Given exercise: Repeat all entries exactly.

(Data records)
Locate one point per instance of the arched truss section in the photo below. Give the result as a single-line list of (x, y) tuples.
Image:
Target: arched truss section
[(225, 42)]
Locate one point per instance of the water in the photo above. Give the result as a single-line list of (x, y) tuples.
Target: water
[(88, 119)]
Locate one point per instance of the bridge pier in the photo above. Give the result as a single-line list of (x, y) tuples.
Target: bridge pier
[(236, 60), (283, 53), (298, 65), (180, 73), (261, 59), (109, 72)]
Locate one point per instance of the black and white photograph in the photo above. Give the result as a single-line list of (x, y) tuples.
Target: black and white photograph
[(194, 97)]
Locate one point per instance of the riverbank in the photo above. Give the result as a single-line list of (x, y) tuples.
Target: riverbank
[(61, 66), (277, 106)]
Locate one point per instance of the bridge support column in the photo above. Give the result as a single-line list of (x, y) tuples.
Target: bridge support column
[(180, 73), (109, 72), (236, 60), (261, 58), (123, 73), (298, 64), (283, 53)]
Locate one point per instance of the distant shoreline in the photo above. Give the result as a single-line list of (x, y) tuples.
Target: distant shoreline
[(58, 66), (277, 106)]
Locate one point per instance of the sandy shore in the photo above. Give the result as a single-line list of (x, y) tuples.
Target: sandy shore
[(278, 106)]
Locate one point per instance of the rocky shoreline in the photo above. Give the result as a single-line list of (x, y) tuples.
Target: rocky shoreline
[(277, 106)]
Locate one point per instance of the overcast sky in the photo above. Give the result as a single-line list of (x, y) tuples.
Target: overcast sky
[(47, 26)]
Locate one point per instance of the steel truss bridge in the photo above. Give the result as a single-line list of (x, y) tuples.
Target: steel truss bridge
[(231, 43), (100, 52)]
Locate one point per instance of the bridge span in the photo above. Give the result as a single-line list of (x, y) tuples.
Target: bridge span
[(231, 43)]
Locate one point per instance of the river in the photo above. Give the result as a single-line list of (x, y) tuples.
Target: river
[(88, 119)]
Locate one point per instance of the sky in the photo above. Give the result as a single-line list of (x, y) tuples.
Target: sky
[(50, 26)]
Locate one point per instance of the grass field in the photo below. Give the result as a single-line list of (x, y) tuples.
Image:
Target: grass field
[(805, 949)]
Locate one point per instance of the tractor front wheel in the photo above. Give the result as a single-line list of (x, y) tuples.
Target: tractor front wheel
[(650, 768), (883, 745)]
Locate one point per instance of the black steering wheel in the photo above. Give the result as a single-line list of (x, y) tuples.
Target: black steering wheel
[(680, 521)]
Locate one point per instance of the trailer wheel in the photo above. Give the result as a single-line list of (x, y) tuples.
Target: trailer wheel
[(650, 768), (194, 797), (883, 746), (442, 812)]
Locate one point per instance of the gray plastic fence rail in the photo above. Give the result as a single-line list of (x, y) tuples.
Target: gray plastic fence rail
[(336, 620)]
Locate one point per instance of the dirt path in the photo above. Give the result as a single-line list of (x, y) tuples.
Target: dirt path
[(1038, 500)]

Response:
Locate one point per instance of the arched truss section in the photo below. Give the result as a single-line list of (x, y) tuples.
Image:
Target: arched truss section
[(225, 42)]
Locate one point per instance of the water in the photo above. Give the result as a single-line list of (x, y) tuples.
Target: water
[(88, 119)]
Locate one point per instance of the bridge pier in the photo above. Give the result as a single-line list of (x, y) tuples.
Target: bridge pier
[(236, 60), (283, 53), (298, 65), (180, 73), (261, 59), (109, 72)]
Locate one point per instance of the black and white photograph in the photo above. Give the result as a single-line list of (x, y) tuples.
Target: black and white photograph
[(194, 97)]
Locate one point per instance of the riverbank in the photo above. Give the result as a single-line list of (x, y) tuples.
Target: riverbank
[(61, 66), (277, 106)]
Locate one point per instance of the bridge support column in the photo above. Give the result as a single-line list of (x, y) tuples.
Target: bridge support column
[(180, 73), (109, 72), (236, 60), (261, 58), (123, 73), (298, 64), (283, 53)]
Locate one point per instance of the distant shoreline in the photo above. Give the result as a single-line list of (x, y) tuples.
Target: distant shoreline
[(58, 66), (277, 106)]
Locate one point per instance of the sandy shore in the photo above. Give the result as a single-line list of (x, y) tuples.
Target: sandy shore
[(278, 106)]
Locate one point per instance of the rocky shoreline in the photo above. Give the result as a single-line list of (x, y) tuples.
Target: rocky shoreline
[(277, 106)]
Locate one point per instance of the overcast sky in the photo above. Give the result as a single-line list of (x, y) tuples.
Target: overcast sky
[(47, 26)]
Locate one point per instance of the steel truss bridge in the photo above. Give the result as a single-line list of (x, y) tuples.
Target: steel truss bridge
[(231, 43), (100, 52)]
Locate one point per instance of the bridge span in the photo above. Give the result as a single-line list of (x, y) tuples.
Target: bridge span
[(231, 43)]
Locate one point per instance of the river in the photo above. Give the result as a single-line list of (x, y) tuples.
Target: river
[(88, 119)]
Locate one point per instance of the sky in the photo above. Give the result as a single-line list of (x, y) tuples.
Target: sky
[(50, 26)]
Locate one point per instance of the grass field in the photo below. Give the result as a single-line list of (x, y) tuples.
Image:
Target: grass field
[(805, 949)]
Locate one point per instance of the tractor front wheel in the photo above. Give the result as a single-line list of (x, y) tuples.
Target: tractor front wheel
[(650, 768), (883, 745)]
Locate one point per instance of the black steering wheel in the photo above. Give the result as a single-line list of (x, y) tuples.
Target: black steering wheel
[(680, 521)]
Locate one point per instance of the trailer wheel in the photo above. Give the result as a single-line list of (x, y) tuples.
Target: trailer wheel
[(650, 768), (194, 797), (883, 746), (442, 812)]
Locate one point per instance of the gray plastic fence rail in the photo above. Give the result as a single-line list of (x, y) tuples.
Target: gray plastic fence rail
[(336, 620)]
Locate one point per instance of the dirt path in the photo above. Give the result as a single-line list of (x, y) tuples.
Target: dirt path
[(1038, 500)]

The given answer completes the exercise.